Provided data: Begin
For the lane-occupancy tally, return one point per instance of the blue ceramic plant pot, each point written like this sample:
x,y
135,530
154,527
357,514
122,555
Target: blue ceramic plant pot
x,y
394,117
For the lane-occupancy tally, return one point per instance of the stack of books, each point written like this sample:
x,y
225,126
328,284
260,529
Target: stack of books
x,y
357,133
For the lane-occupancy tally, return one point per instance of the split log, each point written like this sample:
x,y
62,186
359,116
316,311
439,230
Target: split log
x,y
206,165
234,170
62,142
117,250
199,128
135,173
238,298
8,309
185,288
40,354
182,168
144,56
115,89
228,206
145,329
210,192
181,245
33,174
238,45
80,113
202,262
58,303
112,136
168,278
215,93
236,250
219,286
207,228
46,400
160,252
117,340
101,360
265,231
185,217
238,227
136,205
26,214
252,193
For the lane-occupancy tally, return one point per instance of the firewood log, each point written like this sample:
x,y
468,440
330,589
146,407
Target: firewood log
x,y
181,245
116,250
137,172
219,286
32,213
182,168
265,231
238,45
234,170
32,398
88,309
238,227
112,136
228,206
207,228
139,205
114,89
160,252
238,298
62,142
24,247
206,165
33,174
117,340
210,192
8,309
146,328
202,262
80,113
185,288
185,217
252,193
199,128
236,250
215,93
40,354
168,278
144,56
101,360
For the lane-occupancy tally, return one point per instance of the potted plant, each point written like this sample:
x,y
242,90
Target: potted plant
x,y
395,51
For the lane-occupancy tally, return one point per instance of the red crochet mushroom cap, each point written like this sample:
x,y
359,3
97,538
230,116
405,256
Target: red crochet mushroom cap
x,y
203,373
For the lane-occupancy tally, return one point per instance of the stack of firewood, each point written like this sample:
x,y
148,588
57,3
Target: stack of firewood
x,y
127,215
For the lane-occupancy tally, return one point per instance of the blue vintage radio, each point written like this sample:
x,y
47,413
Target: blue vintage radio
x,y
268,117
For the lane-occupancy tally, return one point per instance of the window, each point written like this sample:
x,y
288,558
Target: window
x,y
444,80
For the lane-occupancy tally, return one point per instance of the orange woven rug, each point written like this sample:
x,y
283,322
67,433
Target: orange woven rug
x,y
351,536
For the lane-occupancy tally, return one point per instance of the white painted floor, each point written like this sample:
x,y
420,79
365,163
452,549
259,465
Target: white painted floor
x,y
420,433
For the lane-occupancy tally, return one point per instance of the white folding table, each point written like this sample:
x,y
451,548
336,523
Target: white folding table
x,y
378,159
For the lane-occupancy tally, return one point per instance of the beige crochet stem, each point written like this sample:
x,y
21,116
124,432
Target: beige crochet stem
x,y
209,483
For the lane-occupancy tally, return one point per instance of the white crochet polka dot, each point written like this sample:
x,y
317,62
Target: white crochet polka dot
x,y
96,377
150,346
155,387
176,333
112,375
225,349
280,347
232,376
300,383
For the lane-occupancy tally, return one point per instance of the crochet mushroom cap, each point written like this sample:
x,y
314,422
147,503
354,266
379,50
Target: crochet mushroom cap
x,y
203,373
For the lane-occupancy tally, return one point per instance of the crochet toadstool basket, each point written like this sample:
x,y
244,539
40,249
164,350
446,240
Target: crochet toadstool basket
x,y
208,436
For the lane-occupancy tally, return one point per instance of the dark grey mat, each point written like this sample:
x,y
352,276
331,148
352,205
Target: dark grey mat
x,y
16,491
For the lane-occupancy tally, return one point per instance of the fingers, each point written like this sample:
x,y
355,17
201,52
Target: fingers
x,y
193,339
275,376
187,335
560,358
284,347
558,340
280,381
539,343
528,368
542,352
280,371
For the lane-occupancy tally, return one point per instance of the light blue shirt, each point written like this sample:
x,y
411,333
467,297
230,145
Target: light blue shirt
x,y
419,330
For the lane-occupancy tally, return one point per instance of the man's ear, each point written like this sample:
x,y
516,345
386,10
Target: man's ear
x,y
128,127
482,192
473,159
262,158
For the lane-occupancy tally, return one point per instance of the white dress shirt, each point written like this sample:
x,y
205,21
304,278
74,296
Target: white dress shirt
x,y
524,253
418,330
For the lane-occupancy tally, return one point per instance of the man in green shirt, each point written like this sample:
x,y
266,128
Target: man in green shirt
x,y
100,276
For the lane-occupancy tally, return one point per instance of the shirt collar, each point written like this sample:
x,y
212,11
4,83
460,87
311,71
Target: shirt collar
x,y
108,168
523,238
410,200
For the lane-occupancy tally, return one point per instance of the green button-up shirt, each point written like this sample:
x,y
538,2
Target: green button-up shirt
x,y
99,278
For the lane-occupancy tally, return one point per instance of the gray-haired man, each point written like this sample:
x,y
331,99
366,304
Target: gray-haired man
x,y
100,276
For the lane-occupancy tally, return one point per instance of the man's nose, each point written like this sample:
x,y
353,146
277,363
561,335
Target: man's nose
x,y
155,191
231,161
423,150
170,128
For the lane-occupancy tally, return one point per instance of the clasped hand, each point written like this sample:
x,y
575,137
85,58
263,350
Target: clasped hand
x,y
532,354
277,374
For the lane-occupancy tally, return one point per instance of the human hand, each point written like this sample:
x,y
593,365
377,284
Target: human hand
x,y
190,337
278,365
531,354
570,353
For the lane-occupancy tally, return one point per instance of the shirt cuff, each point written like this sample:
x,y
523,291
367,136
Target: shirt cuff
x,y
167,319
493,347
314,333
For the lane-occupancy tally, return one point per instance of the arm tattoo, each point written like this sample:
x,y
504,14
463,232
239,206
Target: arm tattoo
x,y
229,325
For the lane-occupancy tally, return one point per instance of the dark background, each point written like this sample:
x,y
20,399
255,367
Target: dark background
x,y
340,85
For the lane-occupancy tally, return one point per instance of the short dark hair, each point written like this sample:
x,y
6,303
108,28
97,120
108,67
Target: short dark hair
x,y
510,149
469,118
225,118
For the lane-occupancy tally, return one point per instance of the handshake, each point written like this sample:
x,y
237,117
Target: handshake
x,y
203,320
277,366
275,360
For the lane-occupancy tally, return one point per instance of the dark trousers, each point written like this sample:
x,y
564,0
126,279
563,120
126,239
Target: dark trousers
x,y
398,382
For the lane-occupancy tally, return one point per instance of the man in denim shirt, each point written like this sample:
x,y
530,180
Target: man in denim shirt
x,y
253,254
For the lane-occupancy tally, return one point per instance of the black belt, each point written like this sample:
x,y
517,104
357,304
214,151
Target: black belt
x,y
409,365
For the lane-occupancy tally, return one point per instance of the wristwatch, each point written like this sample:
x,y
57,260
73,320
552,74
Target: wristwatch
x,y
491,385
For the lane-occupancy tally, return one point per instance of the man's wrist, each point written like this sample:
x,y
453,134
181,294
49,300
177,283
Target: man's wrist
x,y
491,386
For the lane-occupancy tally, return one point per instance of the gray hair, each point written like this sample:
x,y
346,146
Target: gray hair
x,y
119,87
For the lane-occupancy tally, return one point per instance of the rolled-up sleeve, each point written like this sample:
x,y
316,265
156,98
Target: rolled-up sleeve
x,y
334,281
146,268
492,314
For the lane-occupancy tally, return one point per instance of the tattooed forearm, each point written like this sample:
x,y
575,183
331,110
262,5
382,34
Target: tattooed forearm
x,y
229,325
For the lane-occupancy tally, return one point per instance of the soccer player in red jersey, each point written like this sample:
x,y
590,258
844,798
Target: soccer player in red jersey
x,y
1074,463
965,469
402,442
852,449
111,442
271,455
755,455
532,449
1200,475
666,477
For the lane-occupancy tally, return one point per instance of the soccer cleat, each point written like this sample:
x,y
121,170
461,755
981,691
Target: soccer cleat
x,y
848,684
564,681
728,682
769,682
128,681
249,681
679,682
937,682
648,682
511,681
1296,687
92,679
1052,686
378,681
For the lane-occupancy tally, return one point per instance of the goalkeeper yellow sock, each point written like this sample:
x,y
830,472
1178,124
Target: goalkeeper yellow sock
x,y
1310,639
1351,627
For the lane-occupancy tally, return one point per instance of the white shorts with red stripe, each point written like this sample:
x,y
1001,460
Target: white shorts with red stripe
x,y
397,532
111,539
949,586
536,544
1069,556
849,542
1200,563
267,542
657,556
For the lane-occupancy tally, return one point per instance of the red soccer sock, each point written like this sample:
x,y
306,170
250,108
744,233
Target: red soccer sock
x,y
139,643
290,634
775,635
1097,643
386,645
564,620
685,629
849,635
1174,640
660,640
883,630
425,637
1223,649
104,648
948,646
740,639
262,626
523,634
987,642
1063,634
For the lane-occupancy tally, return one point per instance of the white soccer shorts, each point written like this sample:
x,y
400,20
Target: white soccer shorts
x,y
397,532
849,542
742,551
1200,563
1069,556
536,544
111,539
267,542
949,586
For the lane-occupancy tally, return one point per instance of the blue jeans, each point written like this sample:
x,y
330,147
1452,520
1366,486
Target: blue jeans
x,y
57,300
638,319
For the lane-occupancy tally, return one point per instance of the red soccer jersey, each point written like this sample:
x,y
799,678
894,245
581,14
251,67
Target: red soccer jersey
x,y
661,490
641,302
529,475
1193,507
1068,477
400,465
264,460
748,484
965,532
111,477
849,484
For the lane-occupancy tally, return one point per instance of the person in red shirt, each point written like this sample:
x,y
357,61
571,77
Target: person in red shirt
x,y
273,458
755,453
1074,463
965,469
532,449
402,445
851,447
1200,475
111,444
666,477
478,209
Provided data: End
● Exercise details
Your reply should consist only of the lines running from the line with "soccer jersey, each" to the end of the listing, retyped exactly.

● Solution for this problem
For the lane-occupancy tally, return one point per instance of the red soccer jersey, each point written like this sample:
x,y
799,678
894,245
581,14
251,67
Target: red soccer jersey
x,y
661,490
641,302
529,475
1193,507
1068,477
400,465
264,460
748,484
965,532
111,477
849,484
For the lane-occupancy tally, return one point per instance of the person in red shirt, each point written like this sample:
x,y
357,61
571,77
Target: person in red shirt
x,y
273,458
755,453
1074,463
965,469
532,449
402,445
851,447
1200,475
111,444
666,477
478,209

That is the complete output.